▶ _DESCRIPTION OF THE TASK_
Lines from the listing below that contain the string "Record" are to be reported.

▶ _GIVEN DATA_
================

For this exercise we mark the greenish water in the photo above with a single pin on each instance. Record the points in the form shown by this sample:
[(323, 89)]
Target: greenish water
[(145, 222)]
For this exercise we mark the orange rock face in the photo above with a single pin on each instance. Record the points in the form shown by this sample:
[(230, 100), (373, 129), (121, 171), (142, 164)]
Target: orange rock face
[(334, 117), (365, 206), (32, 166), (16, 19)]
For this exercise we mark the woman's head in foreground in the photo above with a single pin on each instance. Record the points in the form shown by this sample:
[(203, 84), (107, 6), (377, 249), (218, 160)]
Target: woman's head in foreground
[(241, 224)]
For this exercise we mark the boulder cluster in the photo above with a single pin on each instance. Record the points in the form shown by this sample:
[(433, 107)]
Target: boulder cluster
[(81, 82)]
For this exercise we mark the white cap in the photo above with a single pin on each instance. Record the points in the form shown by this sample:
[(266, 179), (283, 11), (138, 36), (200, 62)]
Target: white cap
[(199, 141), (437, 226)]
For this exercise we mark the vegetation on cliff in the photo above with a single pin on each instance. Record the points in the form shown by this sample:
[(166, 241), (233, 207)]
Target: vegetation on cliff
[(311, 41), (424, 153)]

================

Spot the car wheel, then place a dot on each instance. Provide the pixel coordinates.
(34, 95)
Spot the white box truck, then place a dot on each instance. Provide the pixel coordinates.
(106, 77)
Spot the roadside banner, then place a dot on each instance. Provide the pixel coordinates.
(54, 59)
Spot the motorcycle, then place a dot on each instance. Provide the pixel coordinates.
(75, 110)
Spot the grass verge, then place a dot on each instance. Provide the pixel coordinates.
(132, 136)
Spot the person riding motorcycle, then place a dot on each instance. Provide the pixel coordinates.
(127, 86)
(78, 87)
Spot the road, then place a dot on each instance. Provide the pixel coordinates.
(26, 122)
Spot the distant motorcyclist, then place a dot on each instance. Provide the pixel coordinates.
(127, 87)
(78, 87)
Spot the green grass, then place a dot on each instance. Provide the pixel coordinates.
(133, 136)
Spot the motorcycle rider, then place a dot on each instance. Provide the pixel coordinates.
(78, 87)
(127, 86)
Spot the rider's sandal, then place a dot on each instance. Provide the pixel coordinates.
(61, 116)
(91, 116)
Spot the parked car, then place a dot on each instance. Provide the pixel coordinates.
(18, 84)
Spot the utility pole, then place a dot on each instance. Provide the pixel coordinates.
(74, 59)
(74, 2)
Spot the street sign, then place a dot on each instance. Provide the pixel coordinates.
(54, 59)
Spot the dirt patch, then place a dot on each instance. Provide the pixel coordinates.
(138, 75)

================

▶ _REPLY_
For this exercise we mark the greenish water in the photo above with a single pin on each instance. Record the points in the form shown by this sample:
For this exercise we mark the orange rock face in the photo above with a single pin on each instance. Record the points in the form shown by this sample:
For this exercise we mark the woman's head in foreground in the photo above with a single pin on each instance. Record the points in the form shown by this sample:
For this exercise we mark the boulder cluster in the photo above with a single pin on each instance. Record the points in the form shown by this sample:
For this exercise we mark the white cap in the photo above with a single pin on each instance. Record the points in the form shown by this sample:
For this exercise we mark the vegetation on cliff in the photo above with a single pin on each instance. Record the points in the form shown by this sample:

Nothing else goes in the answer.